• [WHAT YOU ARE ASKED TO DO]: Count the lines in the records that contain the word "each" and reply with that number alone.

-- begin EXERCISE DATA --

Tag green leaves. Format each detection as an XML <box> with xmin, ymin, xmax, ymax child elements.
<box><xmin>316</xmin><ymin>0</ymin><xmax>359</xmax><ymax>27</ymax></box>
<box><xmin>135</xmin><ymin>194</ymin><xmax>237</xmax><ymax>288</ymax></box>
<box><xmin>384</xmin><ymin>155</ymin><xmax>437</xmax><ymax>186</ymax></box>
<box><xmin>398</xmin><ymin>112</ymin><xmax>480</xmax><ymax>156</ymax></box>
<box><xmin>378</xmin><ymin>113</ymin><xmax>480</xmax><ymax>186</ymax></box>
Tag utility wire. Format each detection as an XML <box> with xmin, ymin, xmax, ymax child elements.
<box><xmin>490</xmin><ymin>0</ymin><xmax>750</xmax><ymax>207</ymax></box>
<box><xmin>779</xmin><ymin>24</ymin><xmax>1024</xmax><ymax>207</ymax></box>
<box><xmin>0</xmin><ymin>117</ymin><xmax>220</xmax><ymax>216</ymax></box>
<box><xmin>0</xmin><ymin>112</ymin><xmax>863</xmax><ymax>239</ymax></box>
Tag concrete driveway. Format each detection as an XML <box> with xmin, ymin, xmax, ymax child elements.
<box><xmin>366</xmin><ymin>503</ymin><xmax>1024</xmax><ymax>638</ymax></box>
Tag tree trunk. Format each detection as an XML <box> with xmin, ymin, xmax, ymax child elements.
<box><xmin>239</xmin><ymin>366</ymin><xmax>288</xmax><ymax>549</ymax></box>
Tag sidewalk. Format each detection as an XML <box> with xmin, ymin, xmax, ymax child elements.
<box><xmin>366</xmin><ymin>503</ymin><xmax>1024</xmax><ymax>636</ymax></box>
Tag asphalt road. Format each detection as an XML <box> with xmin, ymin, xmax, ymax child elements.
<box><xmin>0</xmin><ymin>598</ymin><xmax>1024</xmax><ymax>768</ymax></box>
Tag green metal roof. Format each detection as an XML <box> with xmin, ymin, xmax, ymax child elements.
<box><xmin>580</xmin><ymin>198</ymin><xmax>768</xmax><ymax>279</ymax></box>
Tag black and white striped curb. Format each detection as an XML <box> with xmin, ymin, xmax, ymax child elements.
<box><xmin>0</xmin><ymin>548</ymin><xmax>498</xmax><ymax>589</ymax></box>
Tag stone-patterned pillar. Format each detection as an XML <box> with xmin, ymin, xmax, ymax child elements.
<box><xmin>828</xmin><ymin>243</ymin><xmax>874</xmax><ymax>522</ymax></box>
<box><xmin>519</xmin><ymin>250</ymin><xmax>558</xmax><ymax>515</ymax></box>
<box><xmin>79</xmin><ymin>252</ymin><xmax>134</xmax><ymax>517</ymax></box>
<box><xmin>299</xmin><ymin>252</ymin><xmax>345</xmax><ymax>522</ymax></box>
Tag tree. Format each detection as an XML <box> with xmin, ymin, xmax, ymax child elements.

-- end EXERCISE DATA --

• [FULL SOLUTION]: 10